** start of DATASET EXCERPTS **

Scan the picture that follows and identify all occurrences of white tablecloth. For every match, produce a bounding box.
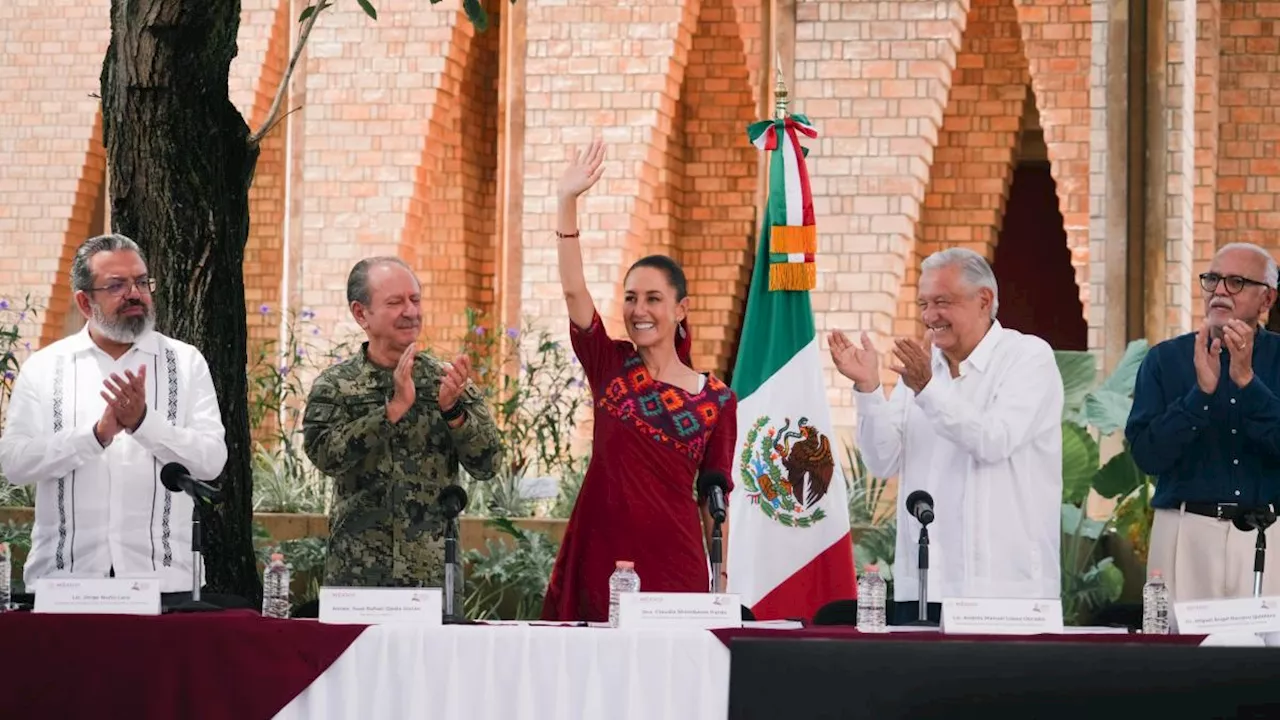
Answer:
[273,625,730,720]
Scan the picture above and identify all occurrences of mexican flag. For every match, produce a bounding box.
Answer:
[727,114,858,620]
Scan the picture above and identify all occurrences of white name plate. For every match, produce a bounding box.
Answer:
[942,597,1062,635]
[618,592,742,630]
[35,578,160,615]
[320,588,444,625]
[1174,597,1280,635]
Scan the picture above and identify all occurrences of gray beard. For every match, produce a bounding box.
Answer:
[88,298,156,345]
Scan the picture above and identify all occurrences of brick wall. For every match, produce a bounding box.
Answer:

** end of DATASET EXCERPTS **

▶ _WHAT THE TASK REQUIRES_
Leave every image out, and retype the material exactly.

▶ _EXPECTED ANSWER_
Scan the picture that follows and identify all occurrences of white tablecloth. For every match, produce a bounding box.
Answer:
[273,625,730,720]
Scan the picture above and identify all occurrences of mexican flag. For every match, produce a bounding box.
Answer:
[727,114,858,620]
Scan the picture above and identify all occurrences of white name plate. For every match, produce a bounding box.
Answer:
[942,597,1062,635]
[618,592,742,630]
[35,578,160,615]
[320,588,444,625]
[1174,597,1280,635]
Scan the picture above and identify all occurrences of gray beard. For every match, produce a bounding box.
Answer:
[88,298,156,345]
Scan the picture above and identify all occurrences of brick wall. For every match, produce a bounding box.
Answer:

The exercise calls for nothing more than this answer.